SOURCE EXCERPT:

## start

Changes in the market price of WWE common stock may result from a variety of factors that are beyond the control of WWE, including, but not limited to, changes in their businesses, operations and prospects, regulatory considerations, governmental actions, and legal proceedings and developments. You are encouraged to obtain up-to-date market prices for shares of WWE common stock.

Q: What conditions must be satisfied to complete the Transactions, including the merger?
A: Endeavor and WWE are not required to complete the Transactions, including the merger, unless a number of conditions are satisfied or waived, which we refer to as the “closing conditions.” These closing conditions include, among others:
• the adoption of the transaction agreement by WWE stockholders (which was satisfied by the delivery of the Written Consent);
• the completion of the Pre-Closing Reorganization;
• the absence of certain legal restraints that would prohibit or seek to prohibit the Transactions;
• the receipt of certain regulatory approvals;
• the approval for listing on the NYSE of the shares of New PubCo Class A common stock to be issued to WWE stockholders;
• the ancillary agreements being in full force and effect;
• the absence, since the date of the transaction agreement, of any event, change, occurrence or development that has had a material adverse effect on the business, financial condition or results of operations of WWE or HoldCo;
• delivery by Endeavor to WWE of certain required audited financial statements of HoldCo, and the operating income reflected in such financial statements not being less than a defined threshold (which was satisfied on April 23, 2023 by the delivery of such audited financial statements reflecting such level of operating income for the fiscal year ended December 31, 2022); and
• the prior mailing and effectiveness of the registration statement on Form S-4, of which this information statement/prospectus forms a part.

## end

WRITTEN PROBLEM: Summarize the WWE transaction excerpt in two sentences.

Dataset excerpts on object pointing
## start

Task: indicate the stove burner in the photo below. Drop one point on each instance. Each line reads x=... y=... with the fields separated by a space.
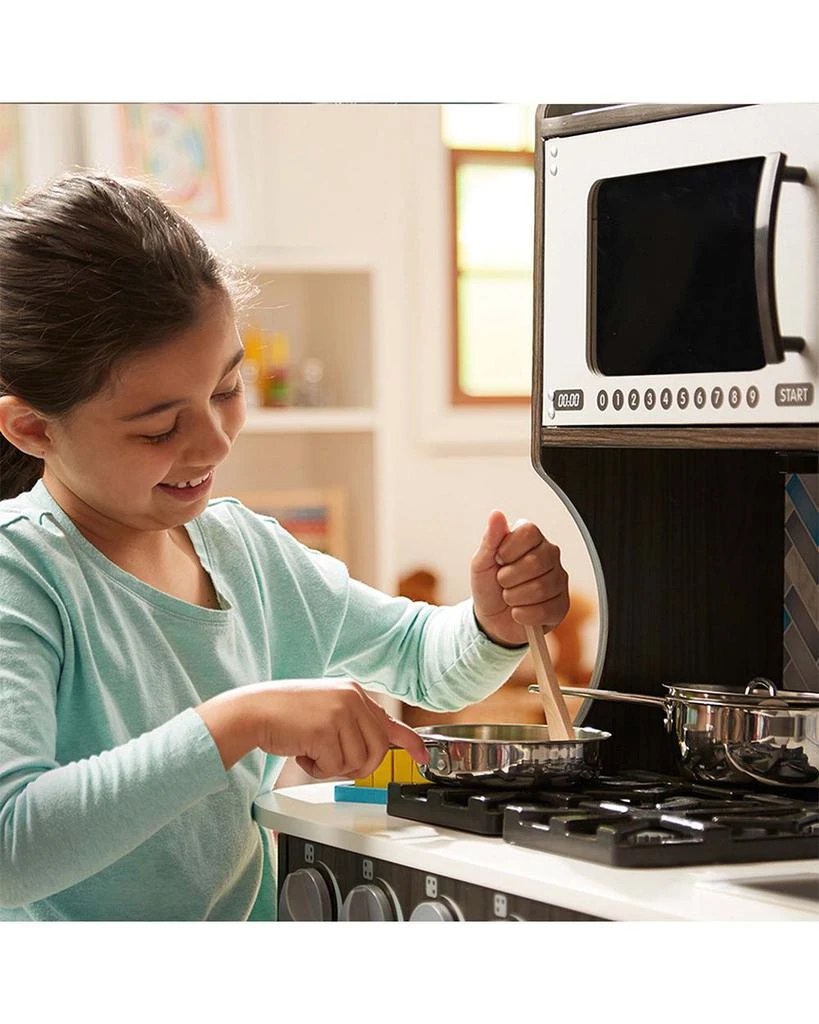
x=636 y=819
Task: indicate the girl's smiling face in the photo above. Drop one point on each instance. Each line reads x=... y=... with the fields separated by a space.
x=168 y=417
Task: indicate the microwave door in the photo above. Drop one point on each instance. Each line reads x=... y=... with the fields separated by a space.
x=677 y=264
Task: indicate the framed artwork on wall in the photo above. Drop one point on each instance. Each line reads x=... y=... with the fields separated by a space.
x=316 y=517
x=185 y=151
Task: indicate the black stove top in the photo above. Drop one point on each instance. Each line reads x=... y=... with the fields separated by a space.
x=634 y=819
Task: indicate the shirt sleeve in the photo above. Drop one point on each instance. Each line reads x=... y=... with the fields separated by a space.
x=59 y=823
x=428 y=655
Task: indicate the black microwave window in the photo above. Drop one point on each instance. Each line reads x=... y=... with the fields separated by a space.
x=674 y=289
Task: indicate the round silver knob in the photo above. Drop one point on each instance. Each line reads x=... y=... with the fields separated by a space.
x=367 y=903
x=305 y=896
x=433 y=909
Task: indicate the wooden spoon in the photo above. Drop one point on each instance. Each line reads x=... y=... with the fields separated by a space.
x=557 y=714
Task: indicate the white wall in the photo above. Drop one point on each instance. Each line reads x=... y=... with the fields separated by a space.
x=373 y=178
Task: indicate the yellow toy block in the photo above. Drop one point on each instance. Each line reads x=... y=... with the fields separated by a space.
x=402 y=766
x=383 y=774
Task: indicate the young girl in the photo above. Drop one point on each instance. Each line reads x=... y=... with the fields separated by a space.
x=161 y=652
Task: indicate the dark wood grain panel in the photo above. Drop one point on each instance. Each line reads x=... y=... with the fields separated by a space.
x=690 y=542
x=802 y=438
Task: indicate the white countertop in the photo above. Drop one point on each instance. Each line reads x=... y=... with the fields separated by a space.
x=701 y=893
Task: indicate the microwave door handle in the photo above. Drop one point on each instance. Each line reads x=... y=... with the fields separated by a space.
x=774 y=172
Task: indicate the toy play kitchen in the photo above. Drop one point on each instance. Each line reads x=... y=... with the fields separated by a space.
x=675 y=414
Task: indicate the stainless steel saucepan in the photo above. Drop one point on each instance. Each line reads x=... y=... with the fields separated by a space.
x=518 y=756
x=766 y=735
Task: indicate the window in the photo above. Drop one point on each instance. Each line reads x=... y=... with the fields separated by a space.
x=492 y=204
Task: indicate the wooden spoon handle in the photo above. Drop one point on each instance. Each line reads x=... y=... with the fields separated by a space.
x=557 y=714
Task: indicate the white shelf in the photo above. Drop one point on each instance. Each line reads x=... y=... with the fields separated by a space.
x=325 y=420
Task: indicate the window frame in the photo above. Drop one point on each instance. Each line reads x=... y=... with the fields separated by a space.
x=459 y=157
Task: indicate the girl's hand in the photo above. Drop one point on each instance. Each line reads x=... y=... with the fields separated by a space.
x=332 y=727
x=517 y=580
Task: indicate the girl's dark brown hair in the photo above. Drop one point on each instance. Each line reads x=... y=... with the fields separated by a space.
x=93 y=269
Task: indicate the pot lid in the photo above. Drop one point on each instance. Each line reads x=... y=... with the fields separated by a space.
x=759 y=692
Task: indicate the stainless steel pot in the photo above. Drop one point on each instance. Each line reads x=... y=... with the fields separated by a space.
x=766 y=735
x=509 y=755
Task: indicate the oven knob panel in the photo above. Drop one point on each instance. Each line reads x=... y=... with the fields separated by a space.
x=368 y=902
x=436 y=909
x=305 y=896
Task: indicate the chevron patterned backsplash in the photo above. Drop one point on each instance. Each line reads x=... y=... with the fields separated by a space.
x=801 y=639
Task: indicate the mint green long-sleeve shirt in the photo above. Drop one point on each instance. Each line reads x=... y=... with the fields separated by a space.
x=114 y=800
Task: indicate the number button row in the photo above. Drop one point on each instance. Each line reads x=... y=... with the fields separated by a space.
x=682 y=398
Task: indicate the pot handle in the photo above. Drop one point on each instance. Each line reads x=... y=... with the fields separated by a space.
x=744 y=770
x=583 y=691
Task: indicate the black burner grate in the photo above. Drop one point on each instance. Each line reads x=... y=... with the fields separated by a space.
x=635 y=819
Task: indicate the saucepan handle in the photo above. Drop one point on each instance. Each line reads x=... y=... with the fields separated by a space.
x=594 y=694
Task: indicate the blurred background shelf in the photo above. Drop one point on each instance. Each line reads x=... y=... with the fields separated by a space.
x=326 y=420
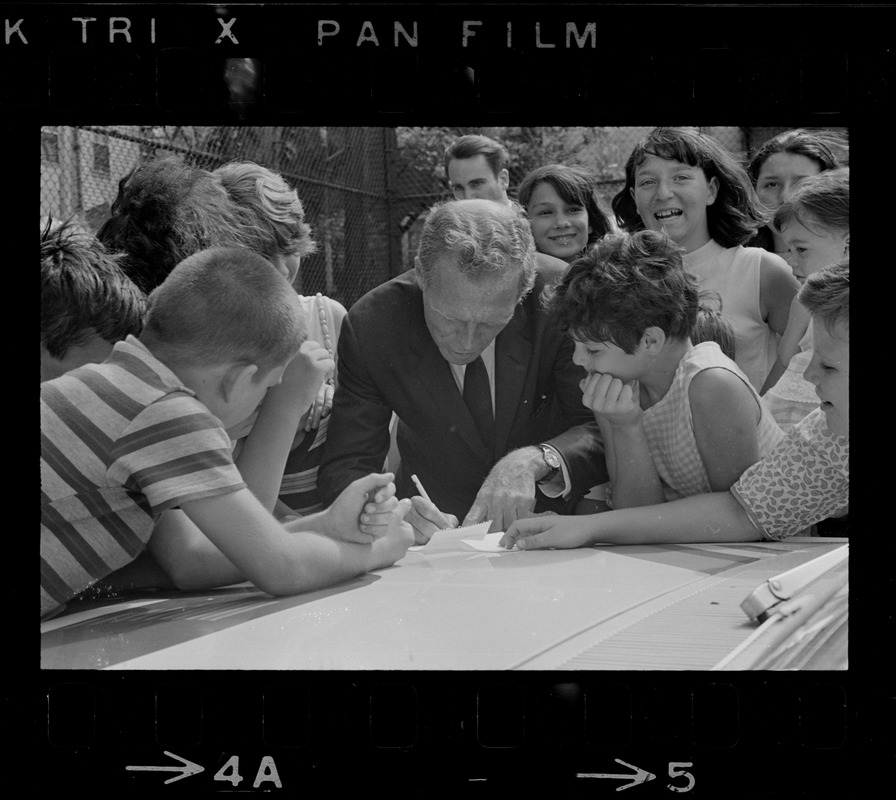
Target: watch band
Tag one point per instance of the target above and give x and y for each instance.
(551, 460)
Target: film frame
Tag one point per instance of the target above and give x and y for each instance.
(482, 734)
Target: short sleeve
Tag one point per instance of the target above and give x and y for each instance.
(175, 451)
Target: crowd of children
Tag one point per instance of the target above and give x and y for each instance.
(186, 383)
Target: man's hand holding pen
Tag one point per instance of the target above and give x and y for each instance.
(425, 517)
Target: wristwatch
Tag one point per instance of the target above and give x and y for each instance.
(552, 461)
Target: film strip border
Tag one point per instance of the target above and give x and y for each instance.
(466, 733)
(386, 60)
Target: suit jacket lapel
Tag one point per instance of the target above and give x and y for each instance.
(434, 376)
(513, 349)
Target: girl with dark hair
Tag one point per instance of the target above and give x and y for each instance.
(685, 183)
(563, 210)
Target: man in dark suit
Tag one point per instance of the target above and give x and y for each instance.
(409, 345)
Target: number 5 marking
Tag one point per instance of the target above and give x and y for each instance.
(675, 772)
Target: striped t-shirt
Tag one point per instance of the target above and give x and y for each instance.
(121, 442)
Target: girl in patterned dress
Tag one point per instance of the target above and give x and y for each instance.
(804, 480)
(631, 308)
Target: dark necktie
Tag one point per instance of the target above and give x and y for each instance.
(478, 397)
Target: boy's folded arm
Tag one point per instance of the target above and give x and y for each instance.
(278, 561)
(711, 517)
(188, 556)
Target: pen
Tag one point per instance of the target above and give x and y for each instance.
(420, 488)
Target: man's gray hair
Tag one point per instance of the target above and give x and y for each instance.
(489, 241)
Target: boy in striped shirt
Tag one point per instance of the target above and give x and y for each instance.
(142, 437)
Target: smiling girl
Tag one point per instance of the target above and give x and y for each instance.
(782, 162)
(686, 184)
(563, 210)
(814, 226)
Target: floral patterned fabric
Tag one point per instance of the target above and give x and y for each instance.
(805, 479)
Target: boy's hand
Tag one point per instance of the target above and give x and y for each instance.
(425, 519)
(364, 510)
(320, 408)
(617, 402)
(396, 540)
(550, 531)
(304, 375)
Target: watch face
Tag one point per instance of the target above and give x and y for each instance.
(550, 458)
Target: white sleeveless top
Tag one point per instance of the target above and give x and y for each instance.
(669, 426)
(733, 272)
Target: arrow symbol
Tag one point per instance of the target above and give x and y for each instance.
(188, 768)
(639, 776)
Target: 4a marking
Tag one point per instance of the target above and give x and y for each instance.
(229, 772)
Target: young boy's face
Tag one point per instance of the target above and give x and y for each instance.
(829, 372)
(608, 359)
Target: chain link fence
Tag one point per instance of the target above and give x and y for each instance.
(365, 189)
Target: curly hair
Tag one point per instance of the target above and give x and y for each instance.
(273, 219)
(83, 289)
(490, 241)
(623, 285)
(736, 214)
(165, 211)
(574, 186)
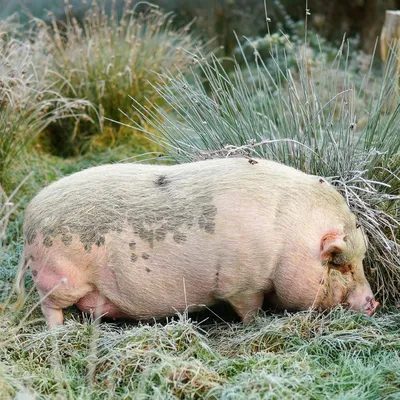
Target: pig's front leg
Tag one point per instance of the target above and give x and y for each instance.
(247, 304)
(53, 315)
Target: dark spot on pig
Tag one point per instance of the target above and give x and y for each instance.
(179, 237)
(66, 239)
(162, 181)
(338, 259)
(169, 212)
(47, 242)
(100, 241)
(210, 227)
(147, 235)
(30, 236)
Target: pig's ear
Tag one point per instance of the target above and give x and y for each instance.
(333, 249)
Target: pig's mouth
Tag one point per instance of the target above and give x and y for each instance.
(368, 308)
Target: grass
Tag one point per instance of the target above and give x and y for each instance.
(303, 114)
(28, 101)
(305, 117)
(106, 59)
(339, 355)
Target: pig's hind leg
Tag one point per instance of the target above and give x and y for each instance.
(246, 305)
(60, 285)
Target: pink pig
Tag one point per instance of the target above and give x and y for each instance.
(144, 241)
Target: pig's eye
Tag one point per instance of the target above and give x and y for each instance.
(344, 269)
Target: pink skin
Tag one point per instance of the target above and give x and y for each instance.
(64, 279)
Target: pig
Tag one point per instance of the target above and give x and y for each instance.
(148, 241)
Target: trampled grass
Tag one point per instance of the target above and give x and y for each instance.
(306, 118)
(105, 59)
(287, 116)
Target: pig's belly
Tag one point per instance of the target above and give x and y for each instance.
(97, 303)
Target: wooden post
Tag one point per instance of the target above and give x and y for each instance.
(390, 41)
(390, 32)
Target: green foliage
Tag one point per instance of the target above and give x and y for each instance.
(306, 119)
(105, 60)
(28, 102)
(304, 355)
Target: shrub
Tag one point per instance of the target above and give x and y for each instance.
(108, 58)
(28, 102)
(308, 121)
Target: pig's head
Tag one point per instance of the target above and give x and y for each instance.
(334, 276)
(344, 281)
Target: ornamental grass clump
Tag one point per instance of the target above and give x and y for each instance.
(105, 59)
(29, 102)
(306, 118)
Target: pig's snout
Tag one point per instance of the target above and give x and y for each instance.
(362, 303)
(371, 306)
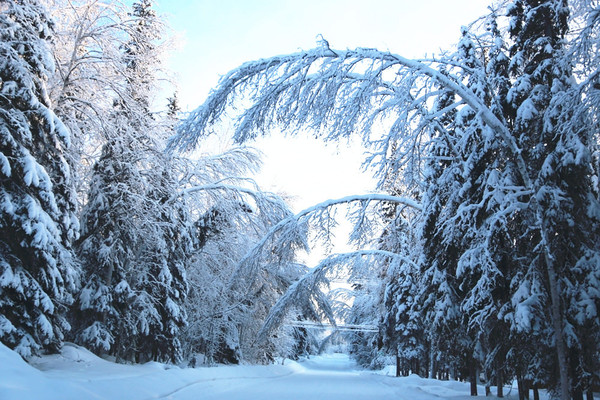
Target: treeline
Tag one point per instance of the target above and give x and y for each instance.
(107, 239)
(492, 271)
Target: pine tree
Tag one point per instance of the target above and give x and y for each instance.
(135, 230)
(37, 215)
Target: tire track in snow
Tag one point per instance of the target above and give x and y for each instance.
(206, 380)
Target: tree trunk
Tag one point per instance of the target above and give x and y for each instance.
(473, 375)
(523, 388)
(555, 311)
(500, 383)
(589, 395)
(431, 362)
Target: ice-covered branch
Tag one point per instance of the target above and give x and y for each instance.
(338, 89)
(306, 292)
(292, 229)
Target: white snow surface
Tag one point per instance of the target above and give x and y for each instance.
(78, 374)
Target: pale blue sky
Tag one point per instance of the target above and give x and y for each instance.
(219, 35)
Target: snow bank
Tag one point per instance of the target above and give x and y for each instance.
(77, 374)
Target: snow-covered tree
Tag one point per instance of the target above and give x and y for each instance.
(37, 218)
(136, 235)
(500, 137)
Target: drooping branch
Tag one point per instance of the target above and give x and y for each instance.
(339, 89)
(291, 230)
(306, 292)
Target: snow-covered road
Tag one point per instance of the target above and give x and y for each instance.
(327, 377)
(76, 374)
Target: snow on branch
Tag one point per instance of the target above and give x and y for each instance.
(341, 90)
(291, 232)
(307, 295)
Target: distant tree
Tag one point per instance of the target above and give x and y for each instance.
(136, 235)
(504, 176)
(38, 274)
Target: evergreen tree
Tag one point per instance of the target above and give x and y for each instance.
(37, 217)
(136, 231)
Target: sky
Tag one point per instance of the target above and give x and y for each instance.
(215, 36)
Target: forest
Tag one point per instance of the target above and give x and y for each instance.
(477, 255)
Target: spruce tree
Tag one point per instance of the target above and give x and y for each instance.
(37, 211)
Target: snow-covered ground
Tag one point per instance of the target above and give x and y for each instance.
(78, 374)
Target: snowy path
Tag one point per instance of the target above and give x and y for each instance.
(330, 377)
(76, 374)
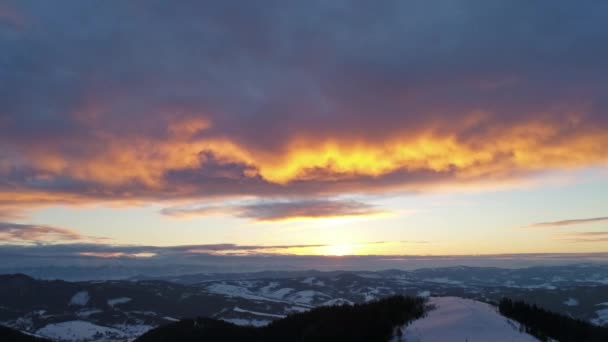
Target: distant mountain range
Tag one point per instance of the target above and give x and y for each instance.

## end

RESPONSE TO THE TASK: The market price of WWE common stock may change because of factors beyond WWE's control, so readers are encouraged to obtain up-to-date prices. Endeavor and WWE are not required to complete the Transactions, including the merger, unless closing conditions are satisfied or waived, such as stockholder adoption of the transaction agreement, the Pre-Closing Reorganization, regulatory approvals, NYSE listing of the New PubCo shares, the absence of a material adverse effect, delivery of HoldCo's audited financial statements, and the effectiveness of the Form S-4 registration statement.